Set problem:
Return every entry exactly.

[START]

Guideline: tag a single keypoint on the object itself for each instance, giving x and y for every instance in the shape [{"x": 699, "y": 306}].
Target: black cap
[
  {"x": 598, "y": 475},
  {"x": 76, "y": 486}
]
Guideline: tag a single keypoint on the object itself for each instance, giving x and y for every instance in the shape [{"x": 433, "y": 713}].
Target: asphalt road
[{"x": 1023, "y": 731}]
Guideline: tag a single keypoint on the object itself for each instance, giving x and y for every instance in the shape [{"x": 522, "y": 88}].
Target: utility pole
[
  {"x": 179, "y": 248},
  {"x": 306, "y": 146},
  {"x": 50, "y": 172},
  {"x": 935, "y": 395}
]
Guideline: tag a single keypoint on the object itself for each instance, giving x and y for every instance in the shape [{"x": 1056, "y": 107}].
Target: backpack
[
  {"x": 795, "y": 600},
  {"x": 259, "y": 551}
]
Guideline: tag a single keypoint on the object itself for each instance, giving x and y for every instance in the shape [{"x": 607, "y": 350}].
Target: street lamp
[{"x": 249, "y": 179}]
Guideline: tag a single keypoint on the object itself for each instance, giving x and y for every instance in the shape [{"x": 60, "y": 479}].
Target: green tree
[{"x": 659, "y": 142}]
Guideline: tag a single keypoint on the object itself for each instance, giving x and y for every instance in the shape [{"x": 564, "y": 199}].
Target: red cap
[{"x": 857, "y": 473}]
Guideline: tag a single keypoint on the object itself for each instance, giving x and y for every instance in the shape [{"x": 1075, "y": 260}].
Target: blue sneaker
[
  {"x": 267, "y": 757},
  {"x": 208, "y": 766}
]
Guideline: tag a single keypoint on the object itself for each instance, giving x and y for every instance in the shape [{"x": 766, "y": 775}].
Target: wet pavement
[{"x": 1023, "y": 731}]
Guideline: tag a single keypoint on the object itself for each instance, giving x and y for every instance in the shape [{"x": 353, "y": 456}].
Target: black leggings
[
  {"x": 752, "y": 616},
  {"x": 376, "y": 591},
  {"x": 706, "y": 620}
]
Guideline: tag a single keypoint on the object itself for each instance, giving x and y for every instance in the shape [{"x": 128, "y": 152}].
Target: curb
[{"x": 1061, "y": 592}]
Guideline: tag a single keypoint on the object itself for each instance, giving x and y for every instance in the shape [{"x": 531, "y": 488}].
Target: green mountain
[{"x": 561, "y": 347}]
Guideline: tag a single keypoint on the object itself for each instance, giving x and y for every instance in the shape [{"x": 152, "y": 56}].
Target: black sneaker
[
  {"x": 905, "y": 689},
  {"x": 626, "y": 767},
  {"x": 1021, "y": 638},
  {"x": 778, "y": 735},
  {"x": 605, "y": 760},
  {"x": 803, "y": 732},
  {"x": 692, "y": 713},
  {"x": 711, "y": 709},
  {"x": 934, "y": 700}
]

[END]

Finished task:
Guideline: tag a single keypoint on the object itself for each instance, giving x and y for every instance in the shape [{"x": 699, "y": 306}].
Target: black cap
[
  {"x": 598, "y": 475},
  {"x": 76, "y": 486}
]
Guideline: tag a single keypoint on the object itself for each instance, giving x and y for every instance in the shape [{"x": 433, "y": 713}].
Target: asphalt road
[{"x": 1023, "y": 731}]
Guideline: tag a single keypoint on the object itself for each instance, giving x and y for every instance in the shape [{"x": 522, "y": 88}].
Target: utility pole
[
  {"x": 179, "y": 248},
  {"x": 306, "y": 146},
  {"x": 50, "y": 172},
  {"x": 935, "y": 395}
]
Guideline: tag a single keypoint on the object itself for each instance, giving x and y for every instance in the shape [{"x": 1056, "y": 107}].
Target: backpack
[
  {"x": 795, "y": 600},
  {"x": 259, "y": 551}
]
Guideline: tag a single keypoint on the object itself for each instance, giving x and y for every instance in the shape [{"x": 607, "y": 350}].
Target: street lamp
[{"x": 249, "y": 179}]
Guideline: tag a single keypoint on the object itself for each instance, giving x and y for every instance in the shape [{"x": 60, "y": 479}].
Target: green tree
[{"x": 659, "y": 142}]
Guideline: tag a single keypoint on the object itself for each instance, giving x and y for every instance in the shape [{"x": 564, "y": 199}].
Target: red cap
[{"x": 857, "y": 473}]
Guideline: tag a single keypoint on the object itself for each instance, giving x and y for every instance in the shape [{"x": 1075, "y": 260}].
Target: blue sneaker
[
  {"x": 267, "y": 757},
  {"x": 208, "y": 766}
]
Guideline: tag a single keypoint on the object itself for each instance, giving x and y for every instance in the shape [{"x": 766, "y": 775}].
Target: wet pavement
[{"x": 1023, "y": 731}]
Guideline: tag a single keypoint on the object itself for each instance, giving x and y for every instance in the shape [{"x": 353, "y": 456}].
Target: black leggings
[
  {"x": 752, "y": 616},
  {"x": 376, "y": 591},
  {"x": 706, "y": 620}
]
Guideline: tag a single keypoint on the object itself for each instance, giving x and y for every instance in the shape [{"x": 128, "y": 152}].
Target: curb
[{"x": 1061, "y": 592}]
Guideline: tag a single keypoint on the object itself for each instance, giving x and y for every instance in the shape [{"x": 531, "y": 488}].
Target: green mountain
[{"x": 561, "y": 347}]
Guideline: tag a single keypoint on the object itself for each instance, giving x and y for every instance in the shape [{"x": 152, "y": 56}].
Target: black sneaker
[
  {"x": 905, "y": 689},
  {"x": 626, "y": 767},
  {"x": 1021, "y": 638},
  {"x": 778, "y": 735},
  {"x": 605, "y": 760},
  {"x": 803, "y": 732},
  {"x": 692, "y": 713},
  {"x": 711, "y": 709},
  {"x": 934, "y": 700}
]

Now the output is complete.